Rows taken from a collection
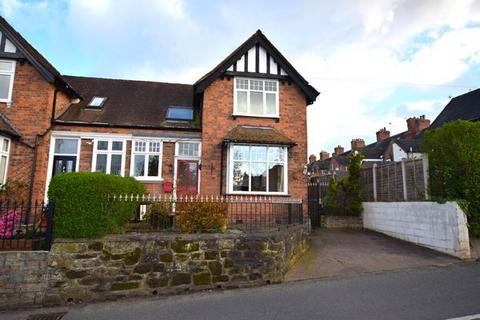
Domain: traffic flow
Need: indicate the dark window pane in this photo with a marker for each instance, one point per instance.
(117, 145)
(179, 113)
(116, 164)
(275, 178)
(240, 176)
(259, 176)
(139, 165)
(153, 166)
(101, 164)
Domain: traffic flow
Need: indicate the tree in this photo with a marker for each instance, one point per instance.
(454, 171)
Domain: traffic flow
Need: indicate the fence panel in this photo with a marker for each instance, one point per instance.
(246, 213)
(25, 227)
(396, 181)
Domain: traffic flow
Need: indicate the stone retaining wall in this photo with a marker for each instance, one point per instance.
(344, 222)
(150, 264)
(22, 278)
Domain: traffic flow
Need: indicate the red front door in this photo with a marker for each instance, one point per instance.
(187, 177)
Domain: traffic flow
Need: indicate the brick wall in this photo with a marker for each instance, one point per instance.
(30, 111)
(217, 122)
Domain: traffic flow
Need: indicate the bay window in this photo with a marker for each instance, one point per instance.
(109, 156)
(147, 159)
(258, 169)
(256, 97)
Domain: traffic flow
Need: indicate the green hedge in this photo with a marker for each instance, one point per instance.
(82, 208)
(454, 167)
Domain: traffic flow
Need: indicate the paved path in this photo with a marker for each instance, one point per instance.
(427, 293)
(346, 252)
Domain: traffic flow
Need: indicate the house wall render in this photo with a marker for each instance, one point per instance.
(441, 227)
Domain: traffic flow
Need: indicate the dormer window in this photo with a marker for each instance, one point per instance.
(180, 113)
(255, 97)
(97, 102)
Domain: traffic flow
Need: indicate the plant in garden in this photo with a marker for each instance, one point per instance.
(454, 171)
(83, 208)
(193, 217)
(8, 222)
(158, 215)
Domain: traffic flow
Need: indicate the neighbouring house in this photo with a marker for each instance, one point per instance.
(240, 129)
(405, 145)
(463, 107)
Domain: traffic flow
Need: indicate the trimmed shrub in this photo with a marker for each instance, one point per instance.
(158, 215)
(454, 171)
(194, 217)
(82, 207)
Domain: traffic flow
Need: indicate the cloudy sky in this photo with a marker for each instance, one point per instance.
(375, 63)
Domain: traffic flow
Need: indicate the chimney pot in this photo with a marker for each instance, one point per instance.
(357, 144)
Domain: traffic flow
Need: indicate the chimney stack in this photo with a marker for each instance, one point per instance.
(357, 144)
(324, 155)
(416, 125)
(382, 134)
(338, 150)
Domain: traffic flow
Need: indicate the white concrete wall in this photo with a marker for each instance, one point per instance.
(441, 227)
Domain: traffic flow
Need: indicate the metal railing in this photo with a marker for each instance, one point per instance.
(246, 213)
(24, 226)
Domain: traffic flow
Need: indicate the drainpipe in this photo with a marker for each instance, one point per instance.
(221, 167)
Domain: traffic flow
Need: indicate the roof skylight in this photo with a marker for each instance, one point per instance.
(179, 113)
(97, 102)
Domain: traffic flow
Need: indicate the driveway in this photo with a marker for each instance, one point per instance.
(336, 252)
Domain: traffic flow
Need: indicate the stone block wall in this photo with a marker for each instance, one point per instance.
(22, 278)
(441, 227)
(149, 264)
(341, 222)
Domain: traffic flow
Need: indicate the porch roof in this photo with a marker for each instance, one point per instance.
(260, 135)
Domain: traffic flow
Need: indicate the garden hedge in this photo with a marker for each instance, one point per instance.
(83, 208)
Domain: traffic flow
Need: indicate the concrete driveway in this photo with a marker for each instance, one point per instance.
(340, 252)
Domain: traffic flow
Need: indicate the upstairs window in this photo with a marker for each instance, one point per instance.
(109, 156)
(180, 113)
(97, 102)
(7, 73)
(255, 97)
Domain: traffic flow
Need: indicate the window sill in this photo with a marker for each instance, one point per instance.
(149, 180)
(236, 115)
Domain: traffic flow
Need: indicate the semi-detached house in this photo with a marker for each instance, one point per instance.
(240, 129)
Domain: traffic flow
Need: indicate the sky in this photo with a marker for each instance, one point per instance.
(375, 63)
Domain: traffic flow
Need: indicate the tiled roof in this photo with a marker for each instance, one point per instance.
(129, 103)
(464, 107)
(264, 135)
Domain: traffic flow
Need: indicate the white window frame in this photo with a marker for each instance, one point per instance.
(147, 152)
(248, 113)
(11, 73)
(109, 152)
(7, 155)
(230, 170)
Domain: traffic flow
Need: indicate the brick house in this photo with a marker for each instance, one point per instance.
(240, 129)
(404, 145)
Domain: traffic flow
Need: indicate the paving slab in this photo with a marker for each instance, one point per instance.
(343, 252)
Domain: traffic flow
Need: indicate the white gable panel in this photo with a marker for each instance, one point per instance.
(241, 64)
(251, 60)
(9, 47)
(262, 63)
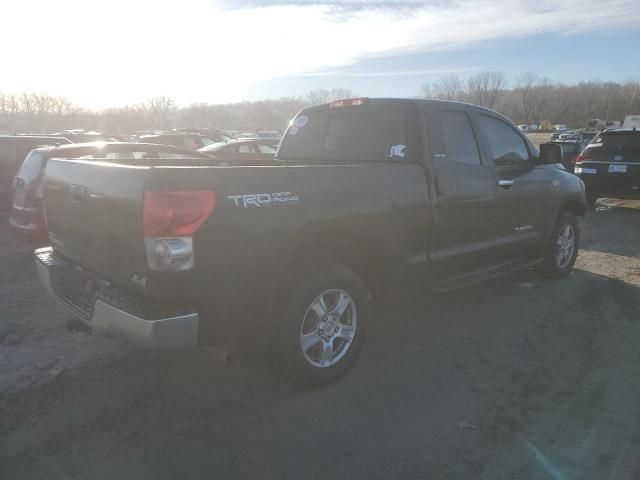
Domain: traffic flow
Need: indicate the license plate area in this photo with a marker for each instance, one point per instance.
(617, 169)
(76, 289)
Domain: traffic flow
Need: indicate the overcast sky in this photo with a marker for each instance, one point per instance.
(101, 53)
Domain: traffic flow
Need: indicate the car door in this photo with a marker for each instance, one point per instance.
(465, 191)
(524, 189)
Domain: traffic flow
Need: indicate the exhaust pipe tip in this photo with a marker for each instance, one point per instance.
(223, 352)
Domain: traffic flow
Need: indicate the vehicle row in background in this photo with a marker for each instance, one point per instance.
(610, 165)
(238, 151)
(27, 217)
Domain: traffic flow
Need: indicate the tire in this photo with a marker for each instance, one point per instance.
(562, 250)
(315, 342)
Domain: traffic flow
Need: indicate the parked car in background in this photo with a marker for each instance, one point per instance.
(631, 121)
(83, 136)
(269, 134)
(610, 165)
(571, 149)
(27, 217)
(192, 141)
(242, 150)
(13, 149)
(216, 135)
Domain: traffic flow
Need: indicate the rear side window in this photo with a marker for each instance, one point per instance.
(460, 140)
(569, 147)
(245, 148)
(32, 166)
(192, 142)
(507, 147)
(619, 140)
(349, 134)
(8, 157)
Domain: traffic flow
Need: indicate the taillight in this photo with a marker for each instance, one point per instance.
(583, 158)
(176, 213)
(169, 221)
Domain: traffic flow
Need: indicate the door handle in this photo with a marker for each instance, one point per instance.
(504, 183)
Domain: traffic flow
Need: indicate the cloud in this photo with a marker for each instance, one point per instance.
(394, 73)
(206, 50)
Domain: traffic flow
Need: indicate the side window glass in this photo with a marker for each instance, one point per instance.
(266, 149)
(507, 147)
(460, 141)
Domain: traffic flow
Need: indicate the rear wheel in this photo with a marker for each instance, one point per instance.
(563, 248)
(321, 322)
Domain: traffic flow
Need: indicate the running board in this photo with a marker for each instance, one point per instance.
(478, 277)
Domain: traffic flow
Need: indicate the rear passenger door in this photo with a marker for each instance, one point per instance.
(524, 190)
(465, 187)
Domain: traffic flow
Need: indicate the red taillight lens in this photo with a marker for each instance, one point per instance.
(176, 213)
(583, 158)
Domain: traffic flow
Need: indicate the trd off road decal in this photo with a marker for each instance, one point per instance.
(264, 199)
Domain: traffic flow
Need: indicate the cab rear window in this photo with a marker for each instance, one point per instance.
(32, 166)
(349, 134)
(619, 140)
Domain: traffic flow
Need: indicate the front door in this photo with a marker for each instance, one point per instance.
(524, 190)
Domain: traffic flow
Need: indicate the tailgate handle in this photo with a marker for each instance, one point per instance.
(78, 193)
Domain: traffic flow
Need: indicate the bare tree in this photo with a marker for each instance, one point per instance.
(449, 87)
(533, 93)
(160, 109)
(486, 87)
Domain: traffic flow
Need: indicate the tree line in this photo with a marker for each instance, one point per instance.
(530, 99)
(527, 99)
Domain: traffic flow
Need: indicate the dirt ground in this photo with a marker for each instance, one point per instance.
(518, 378)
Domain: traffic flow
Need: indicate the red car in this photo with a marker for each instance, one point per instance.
(27, 215)
(239, 151)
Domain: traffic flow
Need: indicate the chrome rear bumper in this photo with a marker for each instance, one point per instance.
(170, 332)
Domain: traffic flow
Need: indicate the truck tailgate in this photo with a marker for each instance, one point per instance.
(94, 215)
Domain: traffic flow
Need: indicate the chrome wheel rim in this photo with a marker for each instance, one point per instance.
(328, 328)
(565, 245)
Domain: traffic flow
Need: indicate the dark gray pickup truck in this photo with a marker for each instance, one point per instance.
(290, 252)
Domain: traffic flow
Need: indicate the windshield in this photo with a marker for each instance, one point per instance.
(360, 133)
(214, 147)
(619, 140)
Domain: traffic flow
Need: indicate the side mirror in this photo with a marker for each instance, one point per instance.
(549, 153)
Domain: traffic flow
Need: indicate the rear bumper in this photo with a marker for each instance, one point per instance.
(170, 331)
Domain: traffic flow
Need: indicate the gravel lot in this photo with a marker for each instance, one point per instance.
(518, 378)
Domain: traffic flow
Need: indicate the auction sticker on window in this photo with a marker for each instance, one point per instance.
(617, 169)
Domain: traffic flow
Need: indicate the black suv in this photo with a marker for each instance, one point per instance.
(610, 165)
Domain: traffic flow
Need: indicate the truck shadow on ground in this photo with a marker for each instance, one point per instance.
(509, 378)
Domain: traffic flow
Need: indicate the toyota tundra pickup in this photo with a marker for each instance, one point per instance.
(289, 253)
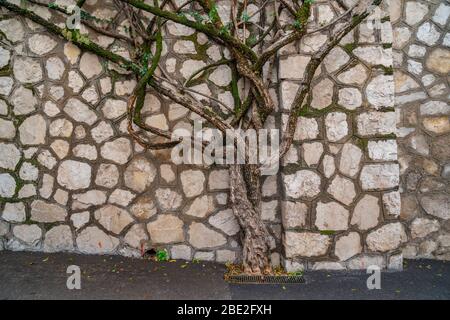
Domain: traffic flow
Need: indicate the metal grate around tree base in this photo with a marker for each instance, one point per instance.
(249, 279)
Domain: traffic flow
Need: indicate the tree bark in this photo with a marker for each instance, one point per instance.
(256, 238)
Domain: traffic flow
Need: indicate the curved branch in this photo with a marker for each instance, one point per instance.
(359, 13)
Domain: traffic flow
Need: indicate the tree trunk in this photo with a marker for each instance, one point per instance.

**EXERCISE BRIEF**:
Pick out every line of the rows above that contains the string "brick", and copy each one. Match case exactly.

**TASK RESPONSE**:
Need: indicate the brick wall in this photo with a marker for each instance, one point per instance.
Need: indicate the brick house in this photo with a marker for each instance, one point per instance.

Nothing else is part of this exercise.